| DATA FOR THE TASK |
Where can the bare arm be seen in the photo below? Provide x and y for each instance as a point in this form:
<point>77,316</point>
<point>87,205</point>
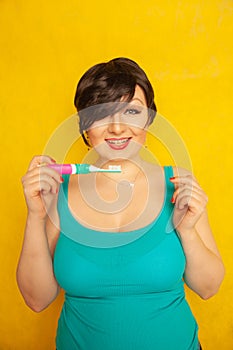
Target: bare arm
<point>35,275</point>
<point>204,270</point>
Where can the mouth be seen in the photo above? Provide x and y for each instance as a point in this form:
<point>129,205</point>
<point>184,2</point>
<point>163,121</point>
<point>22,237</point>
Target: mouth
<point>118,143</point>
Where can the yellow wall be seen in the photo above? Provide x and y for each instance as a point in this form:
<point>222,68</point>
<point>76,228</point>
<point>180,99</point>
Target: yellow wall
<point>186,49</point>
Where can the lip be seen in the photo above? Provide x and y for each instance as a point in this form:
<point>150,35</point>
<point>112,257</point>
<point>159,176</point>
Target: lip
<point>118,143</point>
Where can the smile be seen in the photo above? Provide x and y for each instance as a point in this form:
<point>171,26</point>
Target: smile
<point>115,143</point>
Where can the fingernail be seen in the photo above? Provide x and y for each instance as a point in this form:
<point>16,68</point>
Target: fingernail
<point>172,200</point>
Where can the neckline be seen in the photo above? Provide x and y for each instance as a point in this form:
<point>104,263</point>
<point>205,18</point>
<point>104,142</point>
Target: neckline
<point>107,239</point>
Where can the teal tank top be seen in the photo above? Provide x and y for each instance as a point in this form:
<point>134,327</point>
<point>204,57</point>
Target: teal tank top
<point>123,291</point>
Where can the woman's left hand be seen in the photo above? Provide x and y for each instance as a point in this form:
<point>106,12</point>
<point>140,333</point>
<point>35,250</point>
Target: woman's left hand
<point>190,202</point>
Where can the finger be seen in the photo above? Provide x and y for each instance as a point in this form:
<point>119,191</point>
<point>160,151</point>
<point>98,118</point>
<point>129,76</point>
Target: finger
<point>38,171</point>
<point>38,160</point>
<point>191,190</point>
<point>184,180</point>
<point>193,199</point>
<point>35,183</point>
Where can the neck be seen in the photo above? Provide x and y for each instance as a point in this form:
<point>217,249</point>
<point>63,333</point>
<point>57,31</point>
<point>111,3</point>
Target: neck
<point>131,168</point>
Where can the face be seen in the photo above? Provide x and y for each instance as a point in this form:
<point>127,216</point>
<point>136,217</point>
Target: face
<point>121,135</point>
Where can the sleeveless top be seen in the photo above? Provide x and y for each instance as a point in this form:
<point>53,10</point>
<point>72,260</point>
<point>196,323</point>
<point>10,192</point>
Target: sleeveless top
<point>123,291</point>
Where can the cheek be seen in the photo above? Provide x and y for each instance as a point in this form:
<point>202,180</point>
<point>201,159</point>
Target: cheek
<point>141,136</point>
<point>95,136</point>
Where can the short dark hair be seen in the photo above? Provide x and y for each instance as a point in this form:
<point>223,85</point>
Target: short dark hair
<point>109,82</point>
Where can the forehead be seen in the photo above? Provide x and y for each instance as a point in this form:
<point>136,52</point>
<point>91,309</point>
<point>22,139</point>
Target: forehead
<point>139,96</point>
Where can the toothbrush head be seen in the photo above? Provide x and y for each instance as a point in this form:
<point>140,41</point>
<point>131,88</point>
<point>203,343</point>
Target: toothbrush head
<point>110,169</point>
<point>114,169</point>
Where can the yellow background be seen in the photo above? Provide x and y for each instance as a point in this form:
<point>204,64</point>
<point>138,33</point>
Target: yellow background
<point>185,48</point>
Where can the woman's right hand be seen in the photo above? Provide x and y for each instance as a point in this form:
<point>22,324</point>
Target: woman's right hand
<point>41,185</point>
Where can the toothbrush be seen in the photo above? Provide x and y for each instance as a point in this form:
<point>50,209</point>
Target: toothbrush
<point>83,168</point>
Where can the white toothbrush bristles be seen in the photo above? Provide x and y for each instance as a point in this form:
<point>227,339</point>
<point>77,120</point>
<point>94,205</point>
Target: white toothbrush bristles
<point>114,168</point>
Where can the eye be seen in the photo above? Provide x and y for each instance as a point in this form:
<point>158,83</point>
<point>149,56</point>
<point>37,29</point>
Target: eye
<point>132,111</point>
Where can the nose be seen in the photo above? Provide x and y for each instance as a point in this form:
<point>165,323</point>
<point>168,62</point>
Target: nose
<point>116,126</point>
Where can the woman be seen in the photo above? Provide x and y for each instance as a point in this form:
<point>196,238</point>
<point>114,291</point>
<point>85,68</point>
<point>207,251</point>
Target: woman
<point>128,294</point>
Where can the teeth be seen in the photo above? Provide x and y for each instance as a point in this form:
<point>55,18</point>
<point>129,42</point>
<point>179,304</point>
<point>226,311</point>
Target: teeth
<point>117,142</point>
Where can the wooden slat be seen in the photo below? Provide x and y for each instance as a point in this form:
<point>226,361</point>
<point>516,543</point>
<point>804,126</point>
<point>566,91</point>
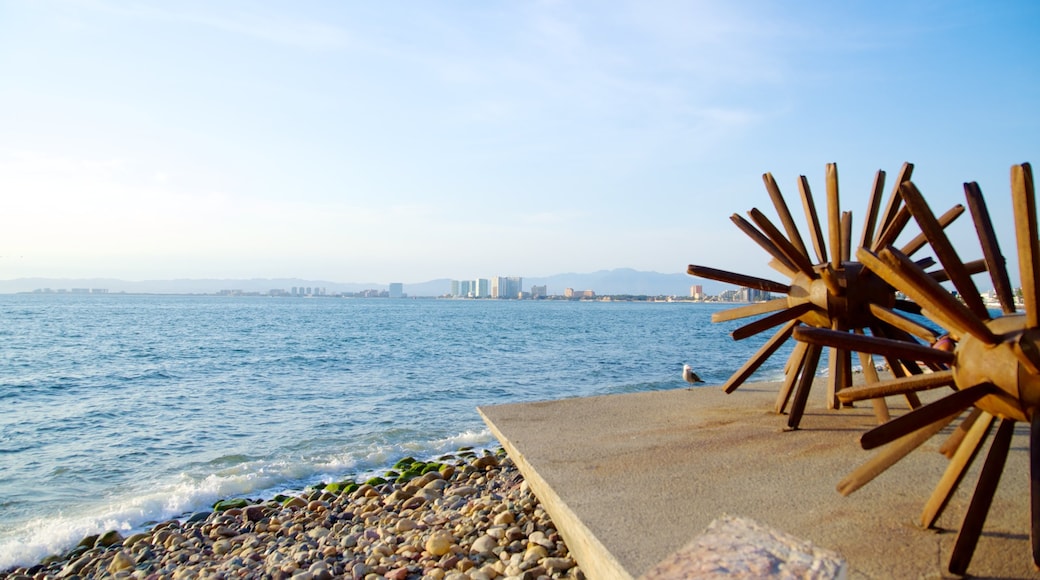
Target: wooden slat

| TASK OBJECTIVE |
Return all of the rows above word for word, without the pictures.

| ANSWER TO THE TASK |
Where can the bare arm be seen in the photo below? Provide x and y for each instance as a point in this form:
<point>77,316</point>
<point>87,205</point>
Target: bare arm
<point>35,275</point>
<point>204,270</point>
Where can the mouth be seen in the photo above? Provide x and y for each instance as a point in this form:
<point>129,205</point>
<point>184,2</point>
<point>163,121</point>
<point>22,237</point>
Target: mouth
<point>118,143</point>
Where can the yellow wall be seen in the photo above? Provide x and y for each instance as a point in this form:
<point>222,68</point>
<point>76,228</point>
<point>180,99</point>
Target: yellow wall
<point>186,49</point>
Where can the lip be seen in the photo above? Provide x and y for each instance as a point in this form:
<point>150,35</point>
<point>112,257</point>
<point>159,176</point>
Target: lip
<point>118,143</point>
Where can the smile be seen in the photo above? Provide x and y for each instance as a point in this form:
<point>171,26</point>
Target: smile
<point>115,143</point>
Where can the fingernail be seen in the photo above? Provide x and y for each instance as a point in this form:
<point>16,68</point>
Target: fingernail
<point>172,200</point>
Where can the neckline be seen in the photo above? Provide x and y for each instance as a point in this form:
<point>104,263</point>
<point>205,18</point>
<point>104,142</point>
Target: neckline
<point>107,239</point>
Where can the teal tank top be seen in the photo above? Provide x and y for each instance as a point in this form:
<point>134,327</point>
<point>204,57</point>
Target: teal tank top
<point>123,291</point>
Where can the woman's left hand be seen in the photo above? Provide x and y for each instance as a point in this form:
<point>106,12</point>
<point>140,333</point>
<point>35,250</point>
Target: woman's left hand
<point>190,202</point>
Where can the finger be seen in the photo above? Provide x and y for each instance as a point in this form:
<point>119,191</point>
<point>160,151</point>
<point>98,118</point>
<point>129,76</point>
Target: finger
<point>38,171</point>
<point>38,160</point>
<point>191,190</point>
<point>184,180</point>
<point>193,199</point>
<point>35,183</point>
Where can the neck be seen in the photo above? Provide x and y for each instance as a point in this form:
<point>217,249</point>
<point>63,333</point>
<point>57,31</point>
<point>111,3</point>
Target: neck
<point>131,168</point>
Where can the face be seen in the photo above? Provide x and y for each instance as a point in this form:
<point>127,216</point>
<point>136,217</point>
Target: face
<point>121,135</point>
Where can the sleeveless top be seen in the photo above? Provide x and y for each instance as a point in this form:
<point>53,10</point>
<point>72,260</point>
<point>196,323</point>
<point>10,192</point>
Target: sleeveless top
<point>123,291</point>
Where can the cheek be seen in the photo above? Provide x and y for each instance as a point in this form:
<point>202,180</point>
<point>201,159</point>
Target: cheek
<point>141,136</point>
<point>95,136</point>
Where can the short dark hair be seen in the photo above? Provide x and y for each instance as a point in this form:
<point>223,85</point>
Target: short dark hair
<point>109,82</point>
Where can the forehead be seen in the photo above? Provide x and y for each instance as a point in this form:
<point>136,52</point>
<point>91,309</point>
<point>22,139</point>
Target: forehead
<point>139,96</point>
Where can the toothbrush head be seen in the photo above? Provide x and y for each instance as a point in this form:
<point>140,41</point>
<point>131,88</point>
<point>203,343</point>
Target: toothbrush head
<point>110,169</point>
<point>114,169</point>
Where can the yellow background be seen in the photo above? Provide x and y for each instance as a point in this form:
<point>204,64</point>
<point>138,33</point>
Target: yellow background
<point>185,48</point>
Where can the woman's right hand be seen in the photo above? Provide x and y for each instance as a point in this form:
<point>22,324</point>
Target: woman's right hand
<point>41,185</point>
Where can the toothbrush be seen in the photo above? Provide x and y for each instance as a point in this form:
<point>50,209</point>
Target: toothbrush
<point>83,168</point>
Where can the white toothbrush bristles be seen in the photo above? Provide x and y for each instance as a point in this form:
<point>227,339</point>
<point>77,120</point>
<point>94,205</point>
Target: white toothbrush bristles
<point>114,168</point>
Where can the eye be seen in the photo above? Provide x and y for each instance as a point in this form:
<point>158,83</point>
<point>149,56</point>
<point>37,29</point>
Target: eye
<point>132,111</point>
Where can the nose be seen in the photo above? Provide x and y for each instance as a point in this form:
<point>165,323</point>
<point>168,62</point>
Target: nose
<point>116,126</point>
Where can the woman be seen in the photo above? Provide x and y for each instance as a point in this form:
<point>196,238</point>
<point>114,291</point>
<point>85,68</point>
<point>207,251</point>
Target: woman
<point>128,294</point>
Where can the teeth be seen in the photo above? Provide x and y for each instance as a point in this form:
<point>55,18</point>
<point>129,42</point>
<point>179,304</point>
<point>226,311</point>
Target: teeth
<point>117,142</point>
Where can the wooden slat be seen in the photo below? Provide x and y for each instance as a point in this form:
<point>226,361</point>
<point>516,543</point>
<point>804,126</point>
<point>566,91</point>
Target: wooden slat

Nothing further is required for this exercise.